__Kutipan Pilihan__
Ummu Fazaa
Ada yang otomatis membuat penulis tertawa lebar saat mendengar iklan di salah satu channel radio terkenal di Kediri. Ehhmmm… pikir penulis radio sebesar itu kok diksi iklannya membuat siapa saja yang tidak pintar gramatikal, tidak begitu paham makna denotative konotatif, konkret atau abstrak jadi ketawa guling-guling (boleh dengan ikon LoL yang pada masanya sangat tenar itu).
Apa iya memang penulis yang tidak up date PUEBI di KBBI dalam penyebutan MANUSIA? Semoga iya saja. Jadi di iklan radio itu seorang dhuafa, yang dulunya disebut sebagai kaum dhuafa atau golongan dhuafa, kan ditelinga pendengar dan pembaca berasa sopan saja. Lah kok sekarang disebut sebagai MANUSIA DHUAFA. Rasanya kan jadi seperti menyebut jenis lain dari manusia? Lebih pas dan cocok kalau penyebutan manusia itu untuk menyebut jenis. Hingga penulis browsing tentang jenis manusia yang ada hanya MANUSIA PURBA. Ampuun…apakah harus segitunya menyebut kaum dhuafa itu ya? Apakah seorang yang dloif (lemah) itu memang dari jenis manusia berbeda? Ataukah ini hanya perasaan saya saja?

__Data Sumber__
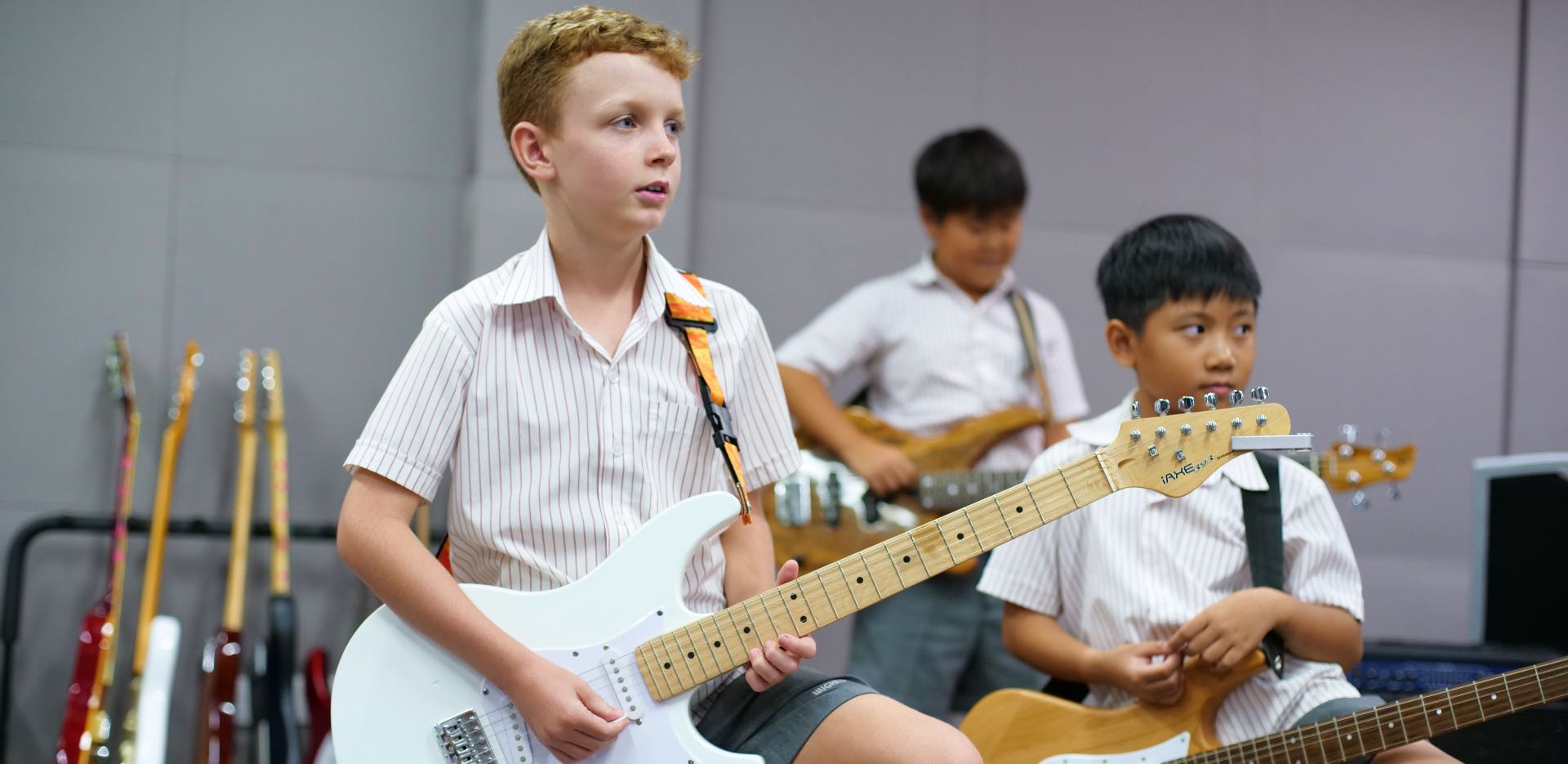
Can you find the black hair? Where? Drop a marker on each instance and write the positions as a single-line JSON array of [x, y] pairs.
[[1172, 257], [971, 170]]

__Petunjuk Latihan__
A) Tolong terjemahkan kalimat dari kutipan ini ke dalam bahasa Inggris: "Apakah seorang yang dloif (lemah) itu memang dari jenis manusia berbeda?"
B) Salin bagian kutipan antara "Apa iya memang" dan "perasaan saya saja?", termasuk kedua bagian itu.
Data di atas sama sekali tidak digunakan dalam latihan ini.

__Jawaban Tiap Soal__
A) Is a person who is dloif (weak) really of a different kind of human?

B)
Apa iya memang penulis yang tidak up date PUEBI di KBBI dalam penyebutan MANUSIA? Semoga iya saja. Jadi di iklan radio itu seorang dhuafa, yang dulunya disebut sebagai kaum dhuafa atau golongan dhuafa, kan ditelinga pendengar dan pembaca berasa sopan saja. Lah kok sekarang disebut sebagai MANUSIA DHUAFA. Rasanya kan jadi seperti menyebut jenis lain dari manusia? Lebih pas dan cocok kalau penyebutan manusia itu untuk menyebut jenis. Hingga penulis browsing tentang jenis manusia yang ada hanya MANUSIA PURBA. Ampuun…apakah harus segitunya menyebut kaum dhuafa itu ya? Apakah seorang yang dloif (lemah) itu memang dari jenis manusia berbeda? Ataukah ini hanya perasaan saya saja?